▶ **TEXT PASSAGE**:
• • •

Differential Propositional Calculus • 10

Posted on December 9, 2024 by Jon Awbrey

Special Classes of Propositions (cont.)

Let’s pause at this point and get a better sense of how our special classes of propositions are structured and how they relate to propositions in general.  We can do this by recruiting our visual imaginations and drawing up a sufficient budget of venn diagrams for each family of propositions.  The case for 3 variables is exemplary enough for a start.

Linear Propositions

The linear propositions, \{ \ell : \mathbb{B}^n \to \mathbb{B} \} = (\mathbb{B}^n \xrightarrow{\ell} \mathbb{B}), may be written as sums:

\sum_{i=1}^n e_i ~=~ e_1 + \ldots + e_n ~\text{where}~ \left\{\begin{matrix} e_i = a_i \\ \text{or} \\ e_i = 0 \end{matrix}\right\} ~\text{for}~ i = 1 ~\text{to}~ n.

• • •

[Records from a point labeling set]
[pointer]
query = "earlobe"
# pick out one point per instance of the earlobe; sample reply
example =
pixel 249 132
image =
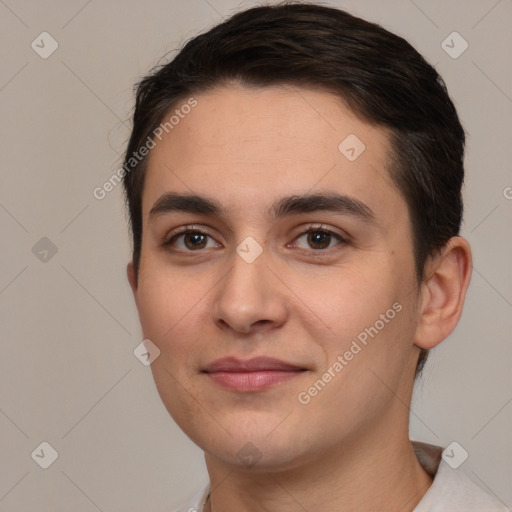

• • •

▶ **TASKS TO COMPLETE**:
1. Based on the blog post, answer yes or no to each statement and quote the deciding words: (a) The case for 3 variables is called exemplary enough for a start. (b) The linear propositions may be written as products. (c) The entry was posted on December 9, 2024.
2. Rewrite the blog post starting at "Posted on December" and ending at "for a start.", renaming "budget" as "supply".

▶ **FINAL ANSWERS**:
1.
(a) Yes: "The case for 3 variables is exemplary enough for a start."
(b) No: "may be written as sums"
(c) Yes: "Posted on December 9, 2024"

2.
Posted on December 9, 2024 by Jon Awbrey

Special Classes of Propositions (cont.)

Let’s pause at this point and get a better sense of how our special classes of propositions are structured and how they relate to propositions in general.  We can do this by recruiting our visual imaginations and drawing up a sufficient supply of venn diagrams for each family of propositions.  The case for 3 variables is exemplary enough for a start.